(A run of records)
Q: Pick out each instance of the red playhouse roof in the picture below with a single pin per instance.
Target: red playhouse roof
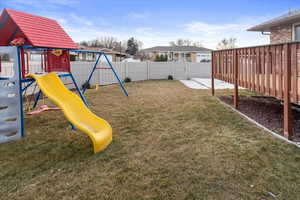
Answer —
(34, 30)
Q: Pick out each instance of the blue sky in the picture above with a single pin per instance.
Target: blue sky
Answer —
(158, 22)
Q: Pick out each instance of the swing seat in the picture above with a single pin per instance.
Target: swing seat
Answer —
(42, 108)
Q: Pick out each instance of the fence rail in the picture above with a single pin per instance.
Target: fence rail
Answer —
(272, 70)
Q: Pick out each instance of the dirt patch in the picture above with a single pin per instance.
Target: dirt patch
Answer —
(267, 111)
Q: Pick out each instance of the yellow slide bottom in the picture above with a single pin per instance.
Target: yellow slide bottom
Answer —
(99, 130)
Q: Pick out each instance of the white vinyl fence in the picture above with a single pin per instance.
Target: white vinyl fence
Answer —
(140, 71)
(136, 71)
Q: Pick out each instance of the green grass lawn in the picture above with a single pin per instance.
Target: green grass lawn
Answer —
(170, 142)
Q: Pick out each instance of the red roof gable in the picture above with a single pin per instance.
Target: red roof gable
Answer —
(37, 31)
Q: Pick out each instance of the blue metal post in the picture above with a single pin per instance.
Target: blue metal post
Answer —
(20, 91)
(116, 74)
(92, 72)
(28, 85)
(78, 89)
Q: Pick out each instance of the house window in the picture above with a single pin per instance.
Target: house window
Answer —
(297, 32)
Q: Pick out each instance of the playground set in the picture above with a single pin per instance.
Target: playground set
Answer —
(22, 35)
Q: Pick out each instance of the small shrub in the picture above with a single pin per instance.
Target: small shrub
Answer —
(170, 77)
(127, 80)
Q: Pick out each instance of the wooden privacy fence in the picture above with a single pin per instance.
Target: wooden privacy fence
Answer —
(272, 70)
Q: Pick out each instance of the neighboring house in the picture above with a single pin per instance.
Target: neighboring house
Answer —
(131, 60)
(285, 28)
(113, 56)
(179, 53)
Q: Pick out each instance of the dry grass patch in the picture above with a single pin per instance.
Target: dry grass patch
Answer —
(170, 142)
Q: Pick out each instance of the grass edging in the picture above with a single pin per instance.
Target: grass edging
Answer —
(260, 125)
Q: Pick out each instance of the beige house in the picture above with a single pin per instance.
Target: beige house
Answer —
(285, 28)
(178, 53)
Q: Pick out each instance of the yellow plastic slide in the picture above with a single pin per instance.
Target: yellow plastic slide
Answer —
(99, 130)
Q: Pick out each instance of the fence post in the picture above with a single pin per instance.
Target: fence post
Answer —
(236, 86)
(288, 129)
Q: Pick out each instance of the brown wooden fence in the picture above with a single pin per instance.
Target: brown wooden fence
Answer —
(272, 70)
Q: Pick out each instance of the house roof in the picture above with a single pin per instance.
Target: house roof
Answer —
(36, 30)
(177, 48)
(288, 18)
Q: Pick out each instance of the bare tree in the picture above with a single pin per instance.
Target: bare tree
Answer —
(102, 42)
(227, 43)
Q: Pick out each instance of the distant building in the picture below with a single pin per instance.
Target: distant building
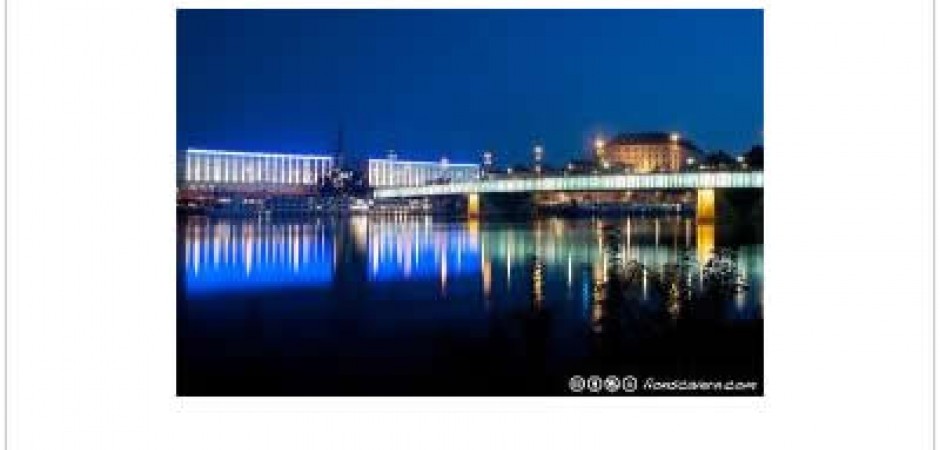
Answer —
(392, 172)
(647, 152)
(225, 170)
(754, 157)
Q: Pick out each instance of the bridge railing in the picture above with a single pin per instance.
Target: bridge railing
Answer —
(607, 182)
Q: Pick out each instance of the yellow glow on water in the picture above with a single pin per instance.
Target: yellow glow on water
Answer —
(704, 240)
(473, 205)
(705, 204)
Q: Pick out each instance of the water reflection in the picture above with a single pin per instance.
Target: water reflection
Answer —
(544, 261)
(310, 306)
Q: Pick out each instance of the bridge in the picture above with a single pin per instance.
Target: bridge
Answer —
(606, 182)
(705, 184)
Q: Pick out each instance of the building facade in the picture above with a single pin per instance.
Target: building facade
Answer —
(647, 152)
(224, 170)
(391, 172)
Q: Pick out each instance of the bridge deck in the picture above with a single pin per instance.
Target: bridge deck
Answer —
(682, 180)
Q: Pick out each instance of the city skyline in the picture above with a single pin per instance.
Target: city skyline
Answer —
(455, 83)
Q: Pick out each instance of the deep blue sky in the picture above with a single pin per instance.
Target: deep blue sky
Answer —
(433, 83)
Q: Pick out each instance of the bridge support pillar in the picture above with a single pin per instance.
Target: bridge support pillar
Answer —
(705, 205)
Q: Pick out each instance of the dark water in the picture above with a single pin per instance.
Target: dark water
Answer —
(421, 306)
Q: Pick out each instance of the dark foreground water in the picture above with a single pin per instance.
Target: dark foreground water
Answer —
(423, 306)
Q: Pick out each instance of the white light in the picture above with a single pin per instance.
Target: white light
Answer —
(254, 154)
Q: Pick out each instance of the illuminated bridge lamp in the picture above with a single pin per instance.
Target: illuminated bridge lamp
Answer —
(705, 205)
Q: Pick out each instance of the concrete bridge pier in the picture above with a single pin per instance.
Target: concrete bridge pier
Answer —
(516, 204)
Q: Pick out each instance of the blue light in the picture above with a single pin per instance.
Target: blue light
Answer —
(256, 257)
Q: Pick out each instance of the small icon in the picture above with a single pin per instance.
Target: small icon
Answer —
(576, 383)
(612, 383)
(629, 383)
(594, 383)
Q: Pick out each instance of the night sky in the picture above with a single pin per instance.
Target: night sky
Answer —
(436, 83)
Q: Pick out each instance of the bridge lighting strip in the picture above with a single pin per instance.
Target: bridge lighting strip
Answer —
(254, 154)
(697, 180)
(403, 162)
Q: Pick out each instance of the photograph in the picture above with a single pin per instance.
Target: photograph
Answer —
(551, 203)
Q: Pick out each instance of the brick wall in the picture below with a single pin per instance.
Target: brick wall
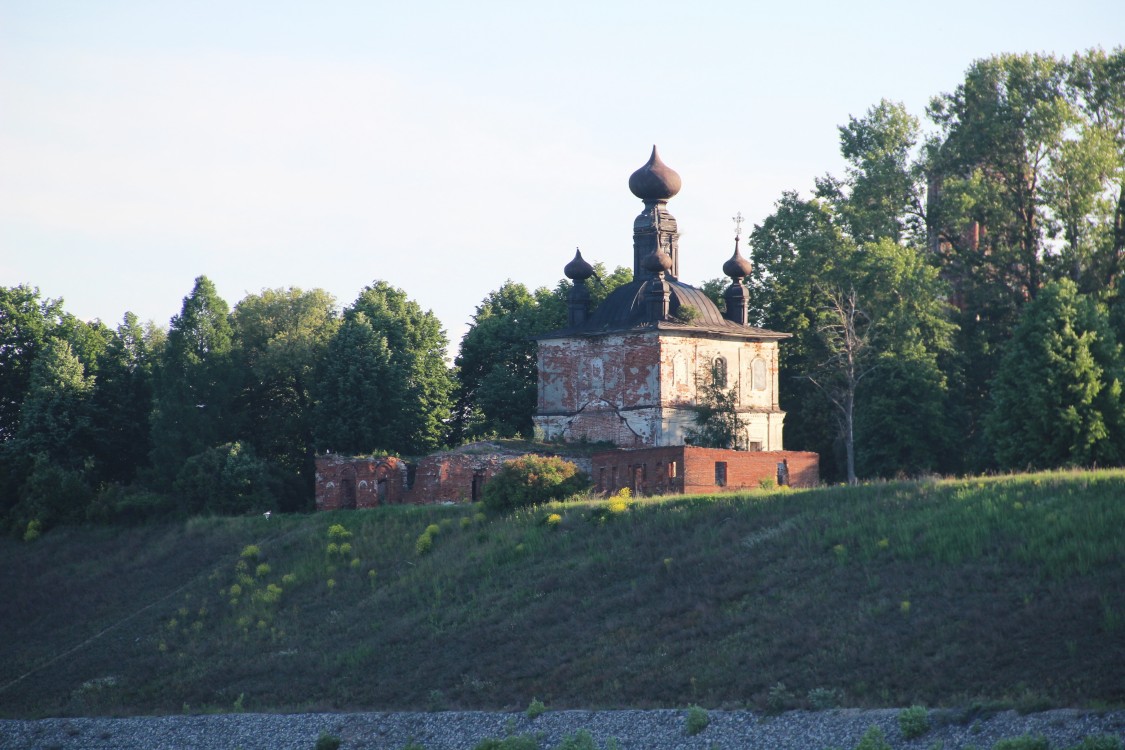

- OBJECTIVE: Copy out the lines from the one containing "Q: Pick out each instance of the photograph" through the end of the records above, both ends included, without the pictures.

- THE COMPLETED TASK:
Q: Pick out each instance of the photograph in the picture above with a single pin per instance.
Target: photograph
Answer —
(551, 203)
Q: Pick out each instance of the brick wall in the picture below with a single pin per instance.
Target: brick wall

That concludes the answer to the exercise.